**Work order**
Exact copies of all the entries are needed.

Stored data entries

..............................

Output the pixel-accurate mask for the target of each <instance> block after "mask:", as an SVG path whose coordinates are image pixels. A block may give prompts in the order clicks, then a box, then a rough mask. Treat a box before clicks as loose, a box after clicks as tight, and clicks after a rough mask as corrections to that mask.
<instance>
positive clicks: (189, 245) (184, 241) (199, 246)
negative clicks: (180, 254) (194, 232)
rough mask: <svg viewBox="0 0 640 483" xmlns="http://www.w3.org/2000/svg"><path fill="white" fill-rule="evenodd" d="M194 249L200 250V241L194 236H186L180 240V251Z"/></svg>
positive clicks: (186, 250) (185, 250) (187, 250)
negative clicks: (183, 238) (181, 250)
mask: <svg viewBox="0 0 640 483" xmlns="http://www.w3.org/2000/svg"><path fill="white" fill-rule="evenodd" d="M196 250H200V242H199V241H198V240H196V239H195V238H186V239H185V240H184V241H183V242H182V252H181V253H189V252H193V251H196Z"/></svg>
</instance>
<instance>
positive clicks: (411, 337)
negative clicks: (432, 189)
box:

..............................

**Answer to the exercise**
Output the pixel-accurate mask for the target of each <instance> block after "mask:", as an SVG path whose coordinates are image pixels. A block may give prompts in the order clicks, then a box, then a rough mask. Treat a box before clicks as loose, a box after clicks as tight, and clicks after a rough mask as corrections to that mask.
<instance>
positive clicks: (189, 245) (184, 241) (199, 246)
negative clicks: (180, 254) (194, 232)
rough mask: <svg viewBox="0 0 640 483" xmlns="http://www.w3.org/2000/svg"><path fill="white" fill-rule="evenodd" d="M194 249L200 250V241L194 236H186L180 240V251Z"/></svg>
positive clicks: (186, 250) (185, 250) (187, 250)
negative clicks: (183, 238) (181, 250)
mask: <svg viewBox="0 0 640 483" xmlns="http://www.w3.org/2000/svg"><path fill="white" fill-rule="evenodd" d="M196 250H200V242H199V241H198V240H196V239H195V238H186V239H185V240H184V241H183V242H182V252H181V253H189V252H193V251H196Z"/></svg>
</instance>
<instance>
positive clicks: (411, 337)
negative clicks: (432, 189)
box:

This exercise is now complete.